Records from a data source
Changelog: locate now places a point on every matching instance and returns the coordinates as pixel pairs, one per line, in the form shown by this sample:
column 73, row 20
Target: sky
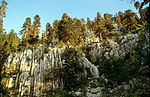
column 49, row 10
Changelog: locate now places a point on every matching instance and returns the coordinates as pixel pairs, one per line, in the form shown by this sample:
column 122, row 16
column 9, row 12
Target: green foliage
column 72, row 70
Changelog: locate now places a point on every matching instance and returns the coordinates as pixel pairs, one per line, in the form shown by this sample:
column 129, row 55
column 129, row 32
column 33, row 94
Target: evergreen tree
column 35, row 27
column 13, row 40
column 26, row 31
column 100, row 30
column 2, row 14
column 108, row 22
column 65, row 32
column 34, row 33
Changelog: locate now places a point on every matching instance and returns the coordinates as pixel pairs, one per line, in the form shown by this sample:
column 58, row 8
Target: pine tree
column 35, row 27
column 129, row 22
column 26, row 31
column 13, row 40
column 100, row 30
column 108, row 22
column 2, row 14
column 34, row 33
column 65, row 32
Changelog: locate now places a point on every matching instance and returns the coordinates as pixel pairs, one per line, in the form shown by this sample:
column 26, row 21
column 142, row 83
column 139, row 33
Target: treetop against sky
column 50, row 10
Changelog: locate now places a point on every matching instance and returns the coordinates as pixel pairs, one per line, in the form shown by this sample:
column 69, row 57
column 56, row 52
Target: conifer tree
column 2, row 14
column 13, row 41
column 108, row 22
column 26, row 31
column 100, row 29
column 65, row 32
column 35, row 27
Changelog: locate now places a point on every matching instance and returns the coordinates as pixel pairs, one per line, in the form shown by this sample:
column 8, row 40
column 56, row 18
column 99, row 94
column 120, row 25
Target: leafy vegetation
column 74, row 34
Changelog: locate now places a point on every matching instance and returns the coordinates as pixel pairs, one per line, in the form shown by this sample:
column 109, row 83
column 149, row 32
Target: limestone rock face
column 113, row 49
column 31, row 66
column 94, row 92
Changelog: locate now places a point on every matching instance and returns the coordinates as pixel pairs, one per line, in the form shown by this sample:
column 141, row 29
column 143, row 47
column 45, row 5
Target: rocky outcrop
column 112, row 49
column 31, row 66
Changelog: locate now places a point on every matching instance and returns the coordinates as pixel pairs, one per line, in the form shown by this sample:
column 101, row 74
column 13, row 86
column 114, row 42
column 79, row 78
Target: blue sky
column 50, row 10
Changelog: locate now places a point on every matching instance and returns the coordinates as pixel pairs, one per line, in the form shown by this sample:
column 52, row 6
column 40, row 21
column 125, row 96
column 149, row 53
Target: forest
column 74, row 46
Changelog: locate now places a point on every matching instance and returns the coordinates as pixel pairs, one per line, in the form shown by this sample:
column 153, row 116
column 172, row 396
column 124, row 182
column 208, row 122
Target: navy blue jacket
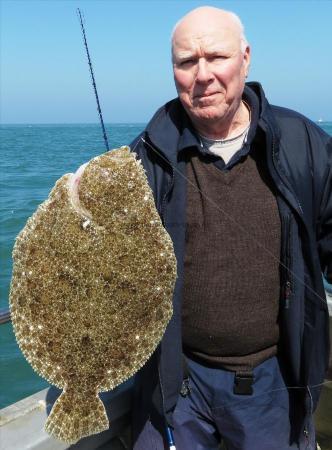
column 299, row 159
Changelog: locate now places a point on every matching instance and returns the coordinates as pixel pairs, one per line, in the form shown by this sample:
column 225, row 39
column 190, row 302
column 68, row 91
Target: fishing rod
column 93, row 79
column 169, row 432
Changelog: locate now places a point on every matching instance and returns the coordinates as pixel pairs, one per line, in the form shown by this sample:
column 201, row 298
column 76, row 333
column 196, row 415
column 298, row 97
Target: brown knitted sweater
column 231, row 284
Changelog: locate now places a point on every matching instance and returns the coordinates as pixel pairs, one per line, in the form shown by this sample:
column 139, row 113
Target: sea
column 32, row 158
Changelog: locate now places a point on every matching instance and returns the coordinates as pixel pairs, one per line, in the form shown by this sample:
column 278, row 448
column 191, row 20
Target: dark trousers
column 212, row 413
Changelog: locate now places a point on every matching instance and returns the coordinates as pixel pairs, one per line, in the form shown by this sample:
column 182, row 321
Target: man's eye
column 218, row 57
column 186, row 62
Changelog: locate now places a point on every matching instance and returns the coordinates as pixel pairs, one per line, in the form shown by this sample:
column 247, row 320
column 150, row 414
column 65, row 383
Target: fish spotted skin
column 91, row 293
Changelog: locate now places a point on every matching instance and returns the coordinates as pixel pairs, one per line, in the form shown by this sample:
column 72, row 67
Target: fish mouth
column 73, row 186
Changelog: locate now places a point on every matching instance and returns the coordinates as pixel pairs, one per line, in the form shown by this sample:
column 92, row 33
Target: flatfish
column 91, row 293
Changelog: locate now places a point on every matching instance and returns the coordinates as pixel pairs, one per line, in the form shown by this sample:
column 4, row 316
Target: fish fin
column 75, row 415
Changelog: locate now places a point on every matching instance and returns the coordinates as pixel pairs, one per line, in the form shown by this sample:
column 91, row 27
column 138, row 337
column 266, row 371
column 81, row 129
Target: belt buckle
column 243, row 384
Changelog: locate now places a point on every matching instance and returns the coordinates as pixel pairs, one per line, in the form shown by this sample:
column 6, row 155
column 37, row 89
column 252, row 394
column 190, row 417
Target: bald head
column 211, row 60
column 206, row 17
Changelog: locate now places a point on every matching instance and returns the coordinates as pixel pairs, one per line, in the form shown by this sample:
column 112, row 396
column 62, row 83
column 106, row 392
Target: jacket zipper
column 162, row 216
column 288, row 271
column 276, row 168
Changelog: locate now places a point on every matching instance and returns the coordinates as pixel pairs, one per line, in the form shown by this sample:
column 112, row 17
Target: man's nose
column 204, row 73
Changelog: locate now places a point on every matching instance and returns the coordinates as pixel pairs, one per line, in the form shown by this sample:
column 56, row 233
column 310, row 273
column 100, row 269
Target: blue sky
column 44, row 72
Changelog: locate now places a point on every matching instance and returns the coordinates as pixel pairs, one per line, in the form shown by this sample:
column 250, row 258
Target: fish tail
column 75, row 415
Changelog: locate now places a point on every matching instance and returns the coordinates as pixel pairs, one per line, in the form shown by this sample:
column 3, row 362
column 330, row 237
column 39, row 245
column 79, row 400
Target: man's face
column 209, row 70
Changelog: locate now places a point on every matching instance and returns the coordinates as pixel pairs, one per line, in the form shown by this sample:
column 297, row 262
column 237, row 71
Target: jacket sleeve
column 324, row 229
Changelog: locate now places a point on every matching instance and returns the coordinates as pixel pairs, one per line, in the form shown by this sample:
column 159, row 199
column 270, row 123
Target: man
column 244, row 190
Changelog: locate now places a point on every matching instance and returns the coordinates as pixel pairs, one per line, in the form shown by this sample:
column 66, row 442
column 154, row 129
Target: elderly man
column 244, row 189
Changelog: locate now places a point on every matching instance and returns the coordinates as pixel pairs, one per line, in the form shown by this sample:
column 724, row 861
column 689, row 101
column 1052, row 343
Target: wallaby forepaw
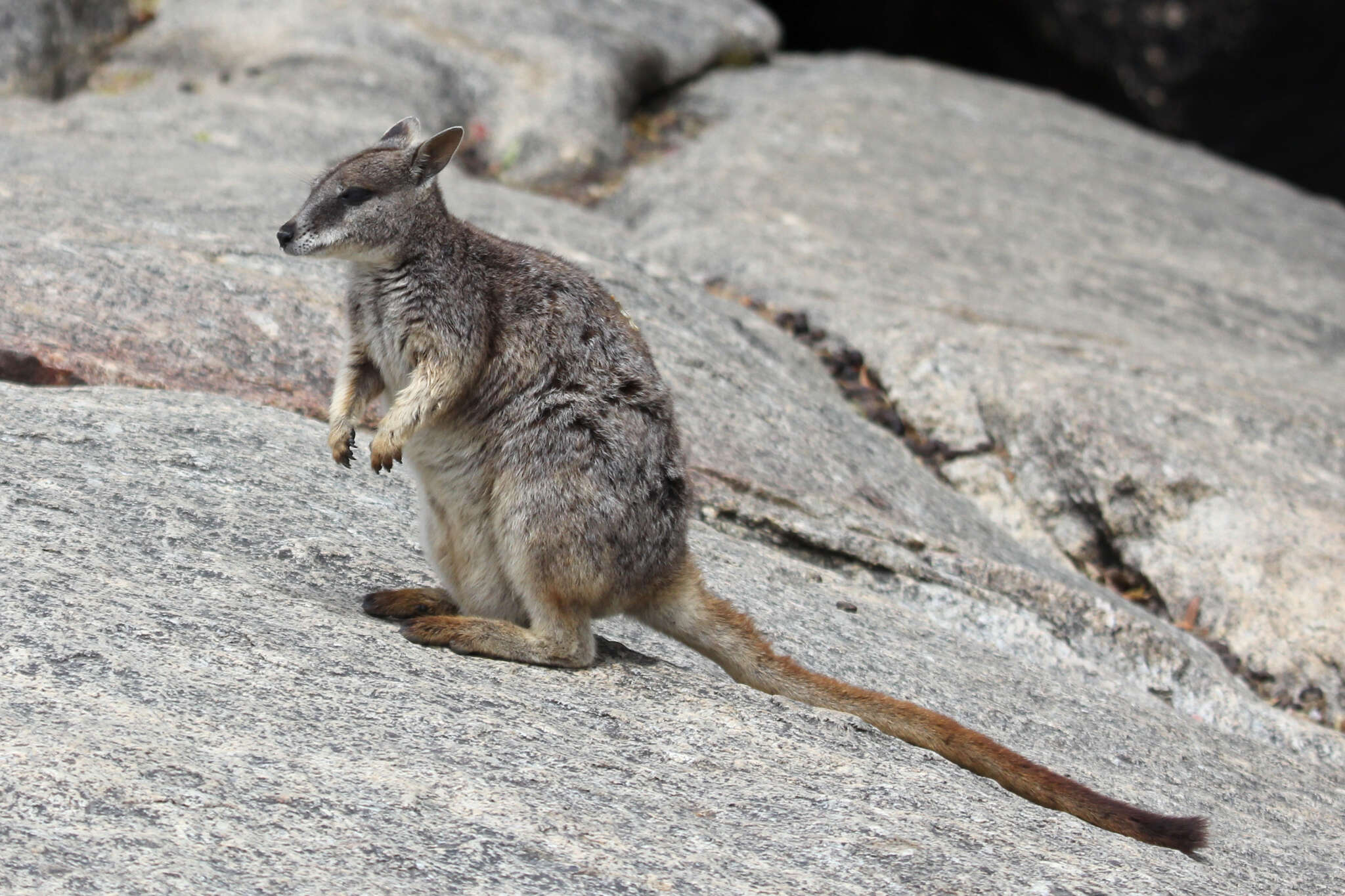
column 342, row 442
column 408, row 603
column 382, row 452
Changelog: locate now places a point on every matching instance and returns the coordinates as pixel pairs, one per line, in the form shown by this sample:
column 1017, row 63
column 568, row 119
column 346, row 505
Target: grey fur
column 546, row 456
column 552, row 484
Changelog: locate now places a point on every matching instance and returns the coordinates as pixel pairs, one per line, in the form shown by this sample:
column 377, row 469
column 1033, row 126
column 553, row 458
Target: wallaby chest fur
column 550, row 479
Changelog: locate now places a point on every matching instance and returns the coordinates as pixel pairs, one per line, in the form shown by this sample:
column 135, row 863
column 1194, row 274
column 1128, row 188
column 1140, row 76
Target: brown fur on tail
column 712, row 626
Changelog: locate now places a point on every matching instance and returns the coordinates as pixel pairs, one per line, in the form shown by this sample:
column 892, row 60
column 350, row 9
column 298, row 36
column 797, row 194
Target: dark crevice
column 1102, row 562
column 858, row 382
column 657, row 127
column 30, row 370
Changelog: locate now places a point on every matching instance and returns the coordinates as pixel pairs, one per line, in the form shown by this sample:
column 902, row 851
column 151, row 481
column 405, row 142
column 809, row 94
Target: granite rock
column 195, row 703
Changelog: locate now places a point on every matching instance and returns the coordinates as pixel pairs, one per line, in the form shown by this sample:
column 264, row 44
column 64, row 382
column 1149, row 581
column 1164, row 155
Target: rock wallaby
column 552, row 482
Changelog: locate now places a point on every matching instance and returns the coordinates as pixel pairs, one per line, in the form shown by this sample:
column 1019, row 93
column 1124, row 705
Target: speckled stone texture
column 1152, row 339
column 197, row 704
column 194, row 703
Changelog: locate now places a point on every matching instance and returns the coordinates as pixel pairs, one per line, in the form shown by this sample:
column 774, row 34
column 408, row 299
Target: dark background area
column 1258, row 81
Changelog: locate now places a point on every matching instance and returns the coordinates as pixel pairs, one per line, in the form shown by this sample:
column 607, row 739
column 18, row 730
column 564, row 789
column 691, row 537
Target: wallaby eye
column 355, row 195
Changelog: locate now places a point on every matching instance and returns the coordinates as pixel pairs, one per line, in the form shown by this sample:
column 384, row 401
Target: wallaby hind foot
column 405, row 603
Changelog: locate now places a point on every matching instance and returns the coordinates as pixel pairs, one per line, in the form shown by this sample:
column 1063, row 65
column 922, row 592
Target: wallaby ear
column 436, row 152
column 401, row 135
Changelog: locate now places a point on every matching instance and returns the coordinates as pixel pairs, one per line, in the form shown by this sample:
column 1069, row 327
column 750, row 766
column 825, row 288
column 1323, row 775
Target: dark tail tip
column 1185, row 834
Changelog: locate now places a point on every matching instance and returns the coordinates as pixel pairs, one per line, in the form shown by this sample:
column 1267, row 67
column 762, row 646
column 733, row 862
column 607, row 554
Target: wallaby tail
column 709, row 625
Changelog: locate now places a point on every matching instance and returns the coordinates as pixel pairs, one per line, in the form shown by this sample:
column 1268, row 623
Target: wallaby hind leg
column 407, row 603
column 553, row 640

* [Task to complete]: Return exactly the lines above from the line that has "column 112, row 17" through the line that has "column 310, row 273", inclusive, and nothing else.

* [Response to this exercise]:
column 112, row 17
Target: man's nose
column 204, row 73
Changelog: locate now places a point on every matching instance and returns the coordinates as pixel pairs, one per line, in the form shown by this sample:
column 56, row 233
column 310, row 273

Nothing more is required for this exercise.